Istruzioni del compito →
Rispondi, una riga per domanda, a queste domande sul brano dedicato all'identità bi-razziale.
1. Quali sono le due "razze" indicate nel brano, nella fattispecie?
2. Quale parola, secondo il brano, perseguiterebbe ovunque i bi-razziali?
3. Secondo la "one drop rule" descritta nel brano, che cosa basta per essere inclusi tra i neri?

Brano estratto →
E cioè che noi bi-razziali siamo degli outsiders, nell’accezione più negativa; che siamo vittime di crisi di identità che spesso ci porta ad una confusione talmente sconvolgente da renderci la vita un inferno; che soffriamo incondizionatamente perché non riusciamo ad identificarci in nessuna delle due “razze” che ci appartengono (nella fattispecie nero/bianco); che siamo rifiutati da entrambe le parti; che siamo nel continuo status di sentirci in deficit di qualcosa che gli altri hanno, di una sorta di senso di confort e di appartenenza; che bi-razziale significhi sentirsi sempre un po’ soli e confusi e che la parola “razza” ci perseguiti ovunque; che ogni frangente della nostra vita cada da una parte o dall’altra e che non vi sia uno spazio sicuro al 100% per noi, una casa in cui rifugiarci, tra i nostri simili; che siamo trattati da quella indefessa regola del  “one drop rule”, secondo la quale, avendo anche un singolo goccio di sangue nero, noi non possiamo che essere inclusi tra i neri, e dunque saremo incondizionatamente dei neri.

Materiale mostrato →
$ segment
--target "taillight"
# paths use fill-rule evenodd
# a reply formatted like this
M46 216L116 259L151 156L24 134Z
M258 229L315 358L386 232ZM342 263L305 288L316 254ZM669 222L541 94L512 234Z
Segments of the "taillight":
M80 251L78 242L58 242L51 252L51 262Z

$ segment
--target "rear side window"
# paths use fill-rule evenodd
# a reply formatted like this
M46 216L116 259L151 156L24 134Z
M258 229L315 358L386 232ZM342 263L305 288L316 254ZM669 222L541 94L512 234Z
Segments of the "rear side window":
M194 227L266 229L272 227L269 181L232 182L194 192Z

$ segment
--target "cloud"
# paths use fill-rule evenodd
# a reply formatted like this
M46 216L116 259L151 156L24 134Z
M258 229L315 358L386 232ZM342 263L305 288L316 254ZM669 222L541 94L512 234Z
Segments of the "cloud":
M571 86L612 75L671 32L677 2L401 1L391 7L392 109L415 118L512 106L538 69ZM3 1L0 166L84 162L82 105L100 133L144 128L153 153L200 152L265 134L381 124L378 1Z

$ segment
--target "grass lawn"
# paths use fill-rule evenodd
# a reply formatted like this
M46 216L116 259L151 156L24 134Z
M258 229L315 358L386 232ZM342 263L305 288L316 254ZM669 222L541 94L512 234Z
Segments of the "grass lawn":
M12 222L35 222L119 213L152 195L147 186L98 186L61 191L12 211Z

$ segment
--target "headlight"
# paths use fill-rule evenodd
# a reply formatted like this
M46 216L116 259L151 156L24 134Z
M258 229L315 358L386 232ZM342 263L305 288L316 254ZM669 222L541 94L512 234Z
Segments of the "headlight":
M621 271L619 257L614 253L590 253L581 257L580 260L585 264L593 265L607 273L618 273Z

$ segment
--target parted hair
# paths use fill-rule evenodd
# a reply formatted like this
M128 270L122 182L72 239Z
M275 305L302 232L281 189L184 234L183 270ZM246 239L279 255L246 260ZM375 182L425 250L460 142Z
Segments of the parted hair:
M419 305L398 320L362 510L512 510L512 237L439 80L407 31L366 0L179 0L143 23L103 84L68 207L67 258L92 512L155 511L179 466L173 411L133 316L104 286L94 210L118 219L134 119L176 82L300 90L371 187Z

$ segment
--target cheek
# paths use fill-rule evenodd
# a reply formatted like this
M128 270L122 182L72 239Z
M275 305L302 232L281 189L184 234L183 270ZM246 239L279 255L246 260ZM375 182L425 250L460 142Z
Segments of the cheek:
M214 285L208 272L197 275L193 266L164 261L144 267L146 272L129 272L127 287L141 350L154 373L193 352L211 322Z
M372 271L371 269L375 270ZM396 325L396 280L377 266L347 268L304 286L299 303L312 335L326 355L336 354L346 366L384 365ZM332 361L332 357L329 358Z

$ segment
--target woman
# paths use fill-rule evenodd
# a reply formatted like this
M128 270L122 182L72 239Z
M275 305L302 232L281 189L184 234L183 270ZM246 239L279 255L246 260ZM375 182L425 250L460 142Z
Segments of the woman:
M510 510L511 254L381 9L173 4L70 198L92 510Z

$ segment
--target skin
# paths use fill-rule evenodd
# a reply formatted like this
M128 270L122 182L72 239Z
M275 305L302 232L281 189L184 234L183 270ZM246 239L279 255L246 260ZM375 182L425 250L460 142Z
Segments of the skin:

Risposta al compito →
1. Nero e bianco.
2. La parola "razza".
3. Avere anche un singolo goccio di sangue nero.